Problem to work on.
Only the lines from the one bearing "Guideline — for every instance of the wristwatch, put" to the final line should be transcribed, exactly and with both ends included. Pictures are to be left out.

__________

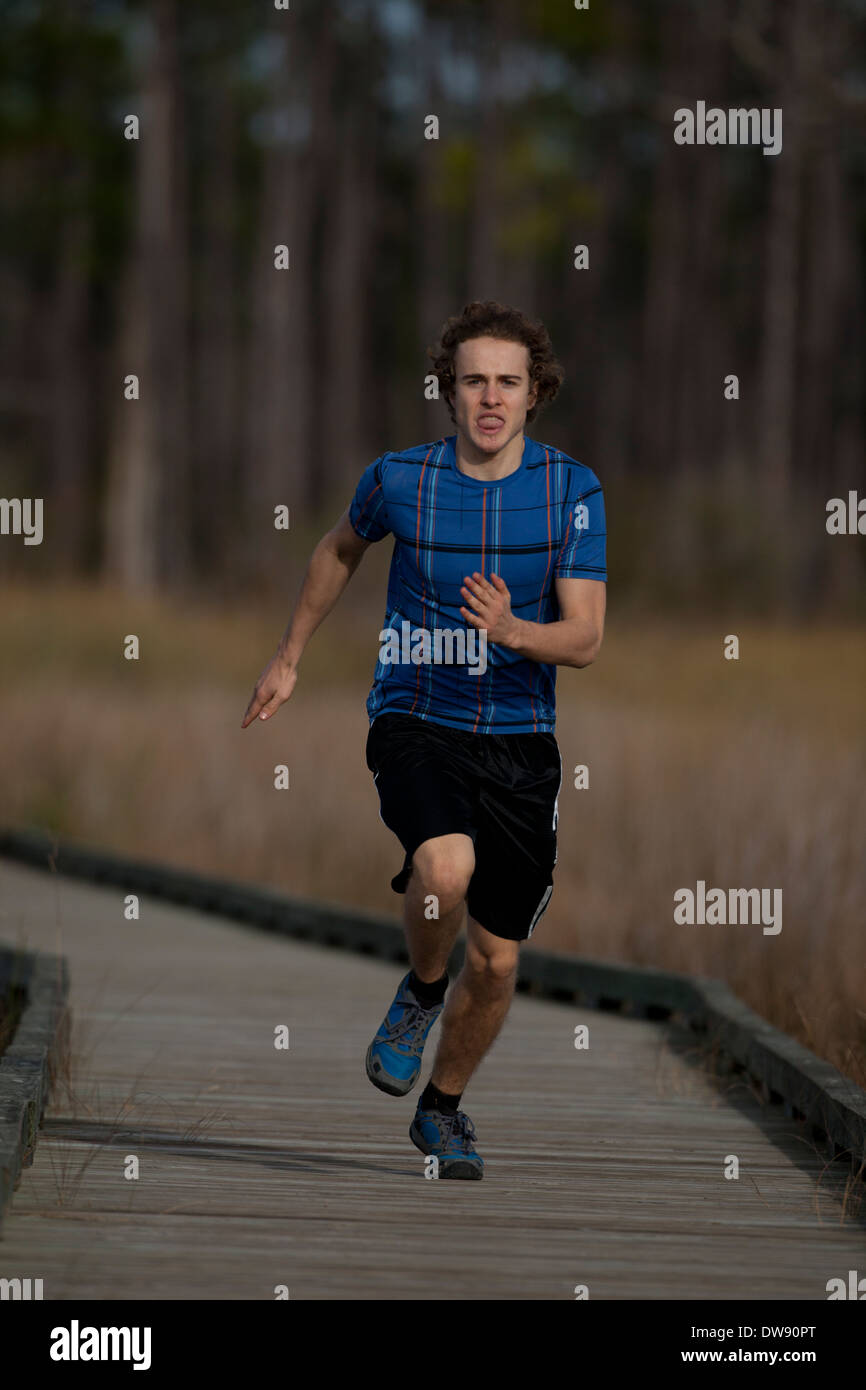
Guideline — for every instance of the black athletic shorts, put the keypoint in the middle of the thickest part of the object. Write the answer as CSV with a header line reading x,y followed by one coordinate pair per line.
x,y
502,790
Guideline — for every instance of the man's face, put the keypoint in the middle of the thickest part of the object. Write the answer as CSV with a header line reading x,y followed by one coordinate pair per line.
x,y
491,391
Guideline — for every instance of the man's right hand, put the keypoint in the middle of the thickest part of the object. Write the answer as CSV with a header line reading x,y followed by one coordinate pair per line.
x,y
273,690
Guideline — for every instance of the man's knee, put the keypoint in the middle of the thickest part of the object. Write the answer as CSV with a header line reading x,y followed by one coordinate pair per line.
x,y
444,866
495,962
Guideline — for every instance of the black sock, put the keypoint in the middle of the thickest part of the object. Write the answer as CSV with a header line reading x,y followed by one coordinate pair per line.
x,y
428,994
435,1100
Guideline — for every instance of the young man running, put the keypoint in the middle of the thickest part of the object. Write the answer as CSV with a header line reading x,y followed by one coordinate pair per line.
x,y
498,541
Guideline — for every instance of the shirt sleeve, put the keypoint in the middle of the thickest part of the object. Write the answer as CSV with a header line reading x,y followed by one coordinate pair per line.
x,y
367,510
583,551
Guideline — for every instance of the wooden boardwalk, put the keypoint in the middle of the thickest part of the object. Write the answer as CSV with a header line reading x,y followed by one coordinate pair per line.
x,y
260,1168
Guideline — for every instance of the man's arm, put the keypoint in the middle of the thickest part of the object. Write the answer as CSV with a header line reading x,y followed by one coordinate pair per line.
x,y
331,566
574,640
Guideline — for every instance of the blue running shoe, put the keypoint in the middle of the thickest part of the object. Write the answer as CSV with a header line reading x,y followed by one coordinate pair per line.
x,y
449,1136
394,1058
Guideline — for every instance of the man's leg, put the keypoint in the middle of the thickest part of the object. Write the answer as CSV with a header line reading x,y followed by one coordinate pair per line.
x,y
476,1007
441,868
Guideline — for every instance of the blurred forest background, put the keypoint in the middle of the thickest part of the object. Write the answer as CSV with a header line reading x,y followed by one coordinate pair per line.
x,y
306,128
264,387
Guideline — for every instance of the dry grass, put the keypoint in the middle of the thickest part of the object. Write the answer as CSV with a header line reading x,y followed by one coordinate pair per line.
x,y
744,774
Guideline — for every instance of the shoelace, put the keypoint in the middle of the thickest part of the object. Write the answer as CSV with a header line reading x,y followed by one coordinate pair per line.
x,y
464,1132
412,1019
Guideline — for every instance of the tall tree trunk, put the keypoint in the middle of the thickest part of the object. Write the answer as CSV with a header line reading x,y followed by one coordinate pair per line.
x,y
148,496
216,441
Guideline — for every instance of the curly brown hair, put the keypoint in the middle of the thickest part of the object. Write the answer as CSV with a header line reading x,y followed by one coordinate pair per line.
x,y
489,319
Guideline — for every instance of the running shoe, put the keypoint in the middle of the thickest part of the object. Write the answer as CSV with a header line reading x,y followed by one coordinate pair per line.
x,y
449,1134
394,1058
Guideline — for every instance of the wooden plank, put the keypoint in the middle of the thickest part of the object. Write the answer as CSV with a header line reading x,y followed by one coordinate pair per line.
x,y
260,1168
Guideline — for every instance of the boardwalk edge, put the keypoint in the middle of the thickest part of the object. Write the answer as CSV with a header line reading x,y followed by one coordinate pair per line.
x,y
786,1070
36,1052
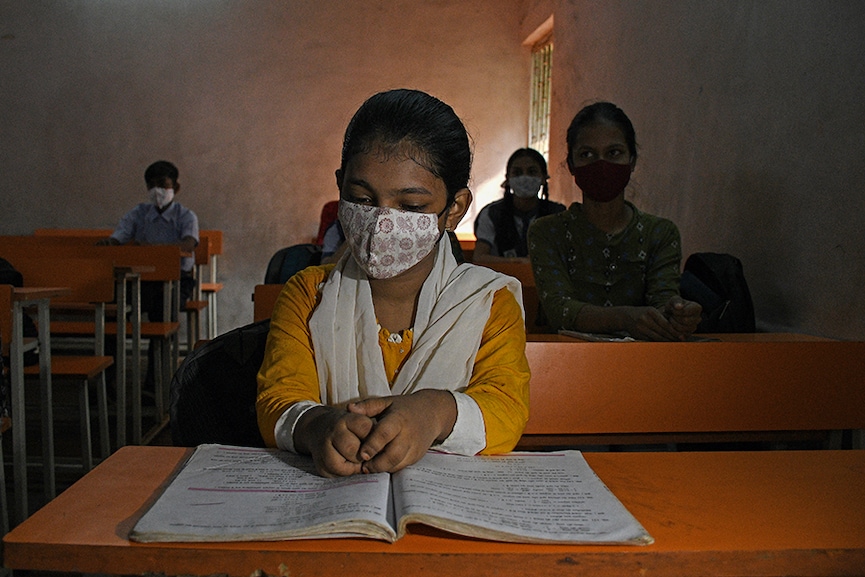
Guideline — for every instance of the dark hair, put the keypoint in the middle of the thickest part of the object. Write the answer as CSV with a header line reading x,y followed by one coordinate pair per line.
x,y
602,112
538,158
431,127
159,170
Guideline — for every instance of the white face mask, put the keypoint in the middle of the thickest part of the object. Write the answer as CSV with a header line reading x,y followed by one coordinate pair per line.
x,y
161,197
525,185
385,241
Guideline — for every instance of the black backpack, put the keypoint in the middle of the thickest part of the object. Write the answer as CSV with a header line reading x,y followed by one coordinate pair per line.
x,y
10,275
717,282
213,392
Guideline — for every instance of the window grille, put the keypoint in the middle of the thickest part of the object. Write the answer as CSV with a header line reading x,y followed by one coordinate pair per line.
x,y
539,107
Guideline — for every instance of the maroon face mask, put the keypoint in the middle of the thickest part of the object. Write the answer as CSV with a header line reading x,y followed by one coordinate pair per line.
x,y
602,181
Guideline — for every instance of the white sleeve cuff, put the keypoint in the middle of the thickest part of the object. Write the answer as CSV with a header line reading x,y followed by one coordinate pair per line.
x,y
284,429
469,435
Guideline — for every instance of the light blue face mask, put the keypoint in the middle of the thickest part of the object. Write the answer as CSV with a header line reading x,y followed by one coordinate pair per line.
x,y
525,185
161,197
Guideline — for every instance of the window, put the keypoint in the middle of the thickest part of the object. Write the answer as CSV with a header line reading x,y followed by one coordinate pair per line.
x,y
539,104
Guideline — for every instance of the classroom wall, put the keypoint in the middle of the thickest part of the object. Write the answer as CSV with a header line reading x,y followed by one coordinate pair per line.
x,y
249,99
748,113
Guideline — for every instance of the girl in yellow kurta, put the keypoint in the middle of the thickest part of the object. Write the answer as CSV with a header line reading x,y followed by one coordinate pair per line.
x,y
396,348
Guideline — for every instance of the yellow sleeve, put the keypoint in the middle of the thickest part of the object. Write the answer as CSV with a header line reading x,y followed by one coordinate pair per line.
x,y
288,373
500,380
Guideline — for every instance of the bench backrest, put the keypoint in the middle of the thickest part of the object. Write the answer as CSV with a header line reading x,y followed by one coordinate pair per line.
x,y
586,388
91,279
163,261
264,297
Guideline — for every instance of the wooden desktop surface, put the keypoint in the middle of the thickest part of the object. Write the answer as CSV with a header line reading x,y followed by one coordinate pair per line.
x,y
712,513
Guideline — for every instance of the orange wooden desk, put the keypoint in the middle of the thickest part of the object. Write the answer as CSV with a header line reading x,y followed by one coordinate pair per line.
x,y
758,382
19,298
724,513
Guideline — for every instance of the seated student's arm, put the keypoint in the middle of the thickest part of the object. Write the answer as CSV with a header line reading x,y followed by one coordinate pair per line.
x,y
288,387
288,374
485,233
500,379
493,410
667,321
188,244
663,279
482,254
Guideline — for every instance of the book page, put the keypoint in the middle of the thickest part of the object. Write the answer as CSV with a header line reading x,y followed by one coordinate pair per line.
x,y
237,493
520,497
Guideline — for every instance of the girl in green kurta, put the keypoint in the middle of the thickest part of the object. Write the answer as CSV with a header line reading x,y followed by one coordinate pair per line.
x,y
603,266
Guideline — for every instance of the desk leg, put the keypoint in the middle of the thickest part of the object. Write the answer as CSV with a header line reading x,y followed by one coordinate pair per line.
x,y
19,441
136,360
120,362
47,398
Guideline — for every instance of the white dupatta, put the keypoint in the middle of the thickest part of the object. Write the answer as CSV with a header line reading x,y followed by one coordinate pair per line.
x,y
453,309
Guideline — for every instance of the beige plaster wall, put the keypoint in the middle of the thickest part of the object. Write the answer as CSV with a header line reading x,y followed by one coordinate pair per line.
x,y
749,117
248,98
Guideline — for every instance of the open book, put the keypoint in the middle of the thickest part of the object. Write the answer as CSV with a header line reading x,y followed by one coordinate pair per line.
x,y
228,493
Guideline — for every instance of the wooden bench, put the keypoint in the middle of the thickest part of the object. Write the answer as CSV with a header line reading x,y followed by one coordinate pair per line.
x,y
208,285
206,253
160,263
766,387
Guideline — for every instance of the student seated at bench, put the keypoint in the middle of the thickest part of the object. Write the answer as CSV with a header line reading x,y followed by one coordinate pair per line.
x,y
604,266
396,348
162,220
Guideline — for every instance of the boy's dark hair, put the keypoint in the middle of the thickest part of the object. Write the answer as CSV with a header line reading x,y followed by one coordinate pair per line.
x,y
160,170
423,121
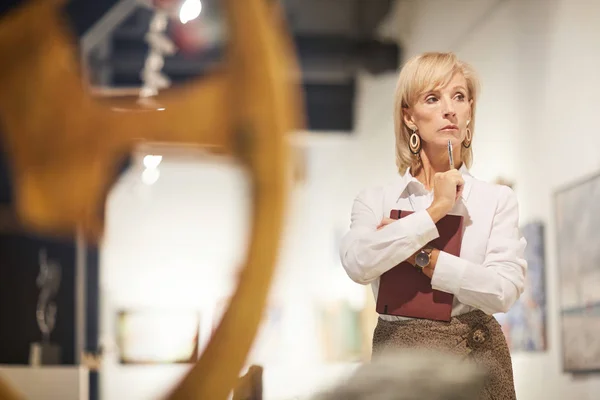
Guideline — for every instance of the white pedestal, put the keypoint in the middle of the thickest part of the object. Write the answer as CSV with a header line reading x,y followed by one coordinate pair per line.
x,y
48,383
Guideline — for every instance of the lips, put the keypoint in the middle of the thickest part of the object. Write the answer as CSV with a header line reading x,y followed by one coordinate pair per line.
x,y
449,127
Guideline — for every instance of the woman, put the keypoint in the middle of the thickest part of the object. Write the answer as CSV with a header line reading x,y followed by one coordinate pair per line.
x,y
435,102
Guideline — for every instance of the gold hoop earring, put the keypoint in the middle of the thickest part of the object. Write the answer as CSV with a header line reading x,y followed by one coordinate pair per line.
x,y
467,142
414,143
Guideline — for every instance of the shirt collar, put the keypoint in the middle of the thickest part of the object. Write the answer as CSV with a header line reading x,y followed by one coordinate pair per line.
x,y
408,178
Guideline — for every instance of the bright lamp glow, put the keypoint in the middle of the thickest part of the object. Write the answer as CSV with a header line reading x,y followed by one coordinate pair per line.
x,y
190,10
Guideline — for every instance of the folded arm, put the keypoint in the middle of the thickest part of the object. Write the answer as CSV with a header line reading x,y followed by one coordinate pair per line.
x,y
367,252
494,286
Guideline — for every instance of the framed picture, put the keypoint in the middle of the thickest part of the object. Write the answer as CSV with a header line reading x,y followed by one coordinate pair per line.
x,y
525,324
577,213
158,336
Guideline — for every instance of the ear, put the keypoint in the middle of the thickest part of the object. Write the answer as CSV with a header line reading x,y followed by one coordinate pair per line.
x,y
408,118
470,109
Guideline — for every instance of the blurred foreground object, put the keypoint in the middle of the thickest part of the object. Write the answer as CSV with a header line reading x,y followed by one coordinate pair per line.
x,y
64,148
411,375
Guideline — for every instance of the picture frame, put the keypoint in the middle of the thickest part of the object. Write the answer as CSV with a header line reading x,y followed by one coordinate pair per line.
x,y
577,216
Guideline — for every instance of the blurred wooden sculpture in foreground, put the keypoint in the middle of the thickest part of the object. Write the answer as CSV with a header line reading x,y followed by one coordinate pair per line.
x,y
64,148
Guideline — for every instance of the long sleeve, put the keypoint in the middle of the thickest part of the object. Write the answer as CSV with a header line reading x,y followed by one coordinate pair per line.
x,y
366,252
494,286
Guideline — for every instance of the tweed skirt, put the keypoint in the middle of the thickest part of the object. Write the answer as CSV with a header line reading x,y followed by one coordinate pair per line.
x,y
475,336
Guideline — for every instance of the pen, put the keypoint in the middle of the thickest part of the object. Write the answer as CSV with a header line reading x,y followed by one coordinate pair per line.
x,y
450,156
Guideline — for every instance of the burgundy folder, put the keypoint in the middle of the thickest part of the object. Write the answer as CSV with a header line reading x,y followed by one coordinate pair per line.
x,y
405,291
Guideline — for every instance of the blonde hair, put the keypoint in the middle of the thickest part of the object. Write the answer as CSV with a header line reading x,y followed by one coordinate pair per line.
x,y
420,74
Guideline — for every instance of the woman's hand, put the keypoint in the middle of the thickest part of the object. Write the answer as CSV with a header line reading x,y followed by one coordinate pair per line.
x,y
447,188
384,222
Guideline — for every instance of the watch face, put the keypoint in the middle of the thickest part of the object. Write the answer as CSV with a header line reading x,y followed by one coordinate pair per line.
x,y
422,259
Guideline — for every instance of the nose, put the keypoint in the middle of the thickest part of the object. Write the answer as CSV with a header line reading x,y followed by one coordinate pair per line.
x,y
449,109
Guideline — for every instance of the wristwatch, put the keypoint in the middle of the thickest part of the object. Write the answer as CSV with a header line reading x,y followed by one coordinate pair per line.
x,y
423,257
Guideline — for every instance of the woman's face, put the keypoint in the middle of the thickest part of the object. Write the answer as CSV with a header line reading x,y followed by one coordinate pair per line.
x,y
441,114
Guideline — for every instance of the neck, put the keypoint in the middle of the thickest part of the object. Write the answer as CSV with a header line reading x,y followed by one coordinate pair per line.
x,y
433,162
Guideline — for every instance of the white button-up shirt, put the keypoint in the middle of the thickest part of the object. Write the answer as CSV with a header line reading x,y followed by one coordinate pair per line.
x,y
489,274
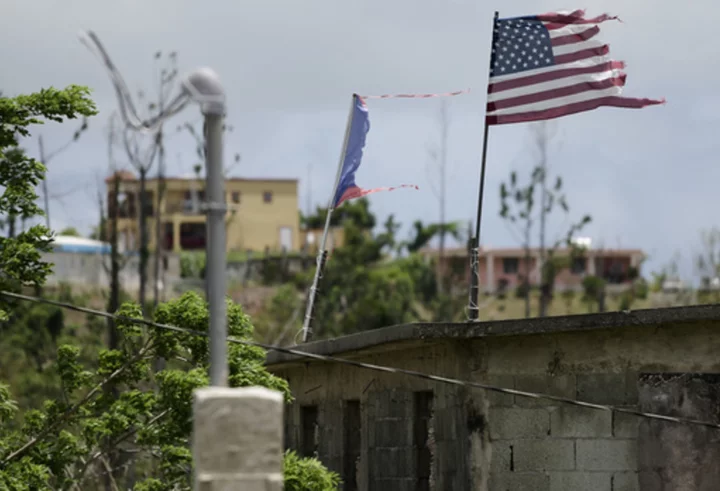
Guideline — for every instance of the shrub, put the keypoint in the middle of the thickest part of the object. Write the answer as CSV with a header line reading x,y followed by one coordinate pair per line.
x,y
307,474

__________

Correct result.
Guideline — for every instance of the wristwatch, put the keypoint in the middle of the thickest part of the object. Write the answer as CSV with a header line reading x,y followed by one coordinate pair per line.
x,y
423,257
Guideline — for every instance of the woman's face, put the keypoint in the middle of the thickest part of the object. Write the answer as CSV with a header line reading x,y followed by one coordinate pair per line.
x,y
441,114
Guideline — for every instance of the neck, put the keypoint in the middle of the thickest part of the object. Write the answer as CSV with a header line reading x,y followed by one coordinate pair per line.
x,y
433,162
Guideline — for every instance of the white button-up shirt, put the keypoint in the middle of the thickest part of the object. Write the answer as CSV with a header line reading x,y followed by one coordinate pair per line.
x,y
489,274
Guideline — for every instance of the shrub, put the keypoint in the middle of the thickest part of the object. Write the answer as CSV with a header line reading x,y followed by one coordinate pair per line.
x,y
307,474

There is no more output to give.